PROMPT => Can you reproduce every one of the records below word for word, leaving nothing out and changing nothing?

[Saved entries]
Begin

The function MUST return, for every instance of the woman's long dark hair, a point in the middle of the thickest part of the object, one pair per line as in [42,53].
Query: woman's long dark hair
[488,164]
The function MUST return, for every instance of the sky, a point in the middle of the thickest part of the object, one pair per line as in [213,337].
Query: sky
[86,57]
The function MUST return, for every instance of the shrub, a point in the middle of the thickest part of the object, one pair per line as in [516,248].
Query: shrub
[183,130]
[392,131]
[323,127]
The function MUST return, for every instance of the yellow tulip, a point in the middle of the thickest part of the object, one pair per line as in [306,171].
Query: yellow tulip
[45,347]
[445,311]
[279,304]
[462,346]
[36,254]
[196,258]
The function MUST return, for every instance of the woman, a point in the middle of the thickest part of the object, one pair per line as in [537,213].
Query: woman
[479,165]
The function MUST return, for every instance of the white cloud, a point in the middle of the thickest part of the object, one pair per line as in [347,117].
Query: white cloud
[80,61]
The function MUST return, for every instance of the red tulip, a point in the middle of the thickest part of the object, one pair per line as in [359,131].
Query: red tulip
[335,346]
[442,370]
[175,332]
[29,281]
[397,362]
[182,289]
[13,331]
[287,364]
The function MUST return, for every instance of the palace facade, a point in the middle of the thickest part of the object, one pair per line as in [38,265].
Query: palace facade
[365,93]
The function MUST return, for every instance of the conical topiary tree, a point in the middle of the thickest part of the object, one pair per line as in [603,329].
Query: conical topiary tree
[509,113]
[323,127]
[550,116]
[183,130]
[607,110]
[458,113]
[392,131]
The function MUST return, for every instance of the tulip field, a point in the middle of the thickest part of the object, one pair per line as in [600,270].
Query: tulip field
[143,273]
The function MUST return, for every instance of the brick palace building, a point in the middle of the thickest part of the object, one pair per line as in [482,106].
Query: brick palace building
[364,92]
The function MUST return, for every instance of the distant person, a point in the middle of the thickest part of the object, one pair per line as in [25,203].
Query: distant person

End

TASK ANSWER =>
The function MUST return, for every instance of the woman's long dark hair, a point in the middle of the thickest part of the object, one pair per line as in [42,53].
Query: woman's long dark hair
[488,164]
The function MUST return, for every instance of the sky, a point in the middle of the thickest part of the object, one pair per line as in [213,337].
Query: sky
[86,57]
The function MUST return, for every instance of the shrub, a point in the middle of the thickest part of the object, one pair per line as in [516,248].
Query: shrub
[183,130]
[392,131]
[323,127]
The function MUST return, for every instance of the yellow tulip, a point in the middle of the thickest part of the object, one pair per line as in [306,171].
Query: yellow tulip
[45,347]
[445,311]
[279,304]
[462,346]
[36,254]
[196,258]
The function MUST return, for every instance of the woman, a point in the middle of the thickest part of the object, one pair per line as in [537,213].
Query: woman
[479,165]
The function MUST return, for every instance of the white cloud, a point in the middle of the thickest part of the object, one pair per line as in [347,117].
Query: white cloud
[80,61]
The function MUST return, for every instance of the red tulip, a point in the middle of the thickest part of the object, one pair per line as in [359,131].
Query: red tulip
[335,346]
[442,370]
[175,332]
[29,281]
[397,362]
[182,289]
[13,331]
[287,364]
The function MUST return, for every instance of the palace facade, a point in the middle of the thickest part of the object, one pair per line as in [38,265].
Query: palace facade
[365,93]
The function MUST return, for every instance of the conical topiary tree, a point in the middle of the thickest part of the object, one pair per line as in [603,329].
Query: conical topiary tree
[509,113]
[323,127]
[550,116]
[183,130]
[607,110]
[458,113]
[392,131]
The function MUST return, for every instance of the tulip field, a point in the middle of the thickest part of the object, one pair per line as in [600,270].
Query: tulip field
[143,273]
The function MUST return, for every instance of the brick palace building, a point in the middle of the thickest part of the object, one pair per line as in [482,106].
Query: brick palace building
[364,92]
The function MUST return, for every instance of the distant person, a point in the middle of the thickest part of the object, one pair per line as in [25,203].
Query: distant person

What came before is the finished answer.